#### PROBLEM DESCRIPTION:
Pull out every line of the records below that contains the word "small", and treat uppercase and lowercase letters as different.
_ _ _
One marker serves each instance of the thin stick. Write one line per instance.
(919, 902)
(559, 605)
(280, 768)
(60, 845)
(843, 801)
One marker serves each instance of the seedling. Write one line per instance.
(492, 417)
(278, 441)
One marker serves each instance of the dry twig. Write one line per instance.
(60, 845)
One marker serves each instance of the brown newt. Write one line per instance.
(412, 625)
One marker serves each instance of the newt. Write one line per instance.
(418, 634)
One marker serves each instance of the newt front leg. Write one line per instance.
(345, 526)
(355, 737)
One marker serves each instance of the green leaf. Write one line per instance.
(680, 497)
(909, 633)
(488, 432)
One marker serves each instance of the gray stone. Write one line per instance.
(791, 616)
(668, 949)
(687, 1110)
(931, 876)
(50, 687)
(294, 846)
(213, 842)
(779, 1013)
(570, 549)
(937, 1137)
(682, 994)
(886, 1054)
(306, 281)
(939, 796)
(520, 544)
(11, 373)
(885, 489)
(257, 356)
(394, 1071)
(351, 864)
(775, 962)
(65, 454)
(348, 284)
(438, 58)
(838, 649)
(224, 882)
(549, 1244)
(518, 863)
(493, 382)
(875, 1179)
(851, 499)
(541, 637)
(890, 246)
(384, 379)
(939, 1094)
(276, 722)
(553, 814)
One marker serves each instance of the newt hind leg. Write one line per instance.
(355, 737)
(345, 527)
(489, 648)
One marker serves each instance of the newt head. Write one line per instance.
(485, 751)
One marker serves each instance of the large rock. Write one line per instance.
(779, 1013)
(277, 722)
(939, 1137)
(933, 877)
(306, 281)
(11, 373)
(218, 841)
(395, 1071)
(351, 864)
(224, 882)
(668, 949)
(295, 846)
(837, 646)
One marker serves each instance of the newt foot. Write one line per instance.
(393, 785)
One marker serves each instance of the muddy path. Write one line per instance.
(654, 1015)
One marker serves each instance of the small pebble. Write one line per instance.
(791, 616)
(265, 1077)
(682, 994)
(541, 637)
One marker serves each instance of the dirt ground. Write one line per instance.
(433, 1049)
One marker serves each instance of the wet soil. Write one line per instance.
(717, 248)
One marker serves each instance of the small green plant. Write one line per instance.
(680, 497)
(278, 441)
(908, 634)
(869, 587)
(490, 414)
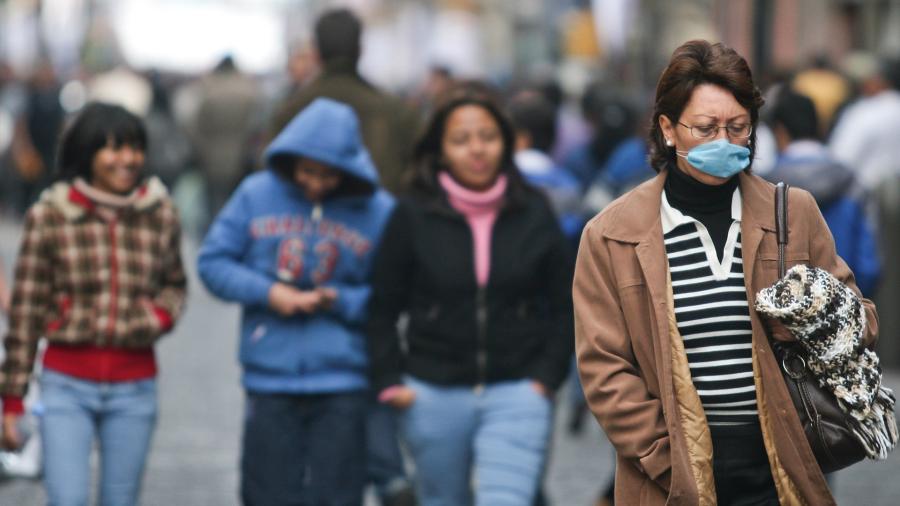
_ _ _
#### RIGHT ANSWER:
One marker serves each instance of the small pebble. Write one line per instance.
One marker serves each instance of the small green plant. Write one line per instance.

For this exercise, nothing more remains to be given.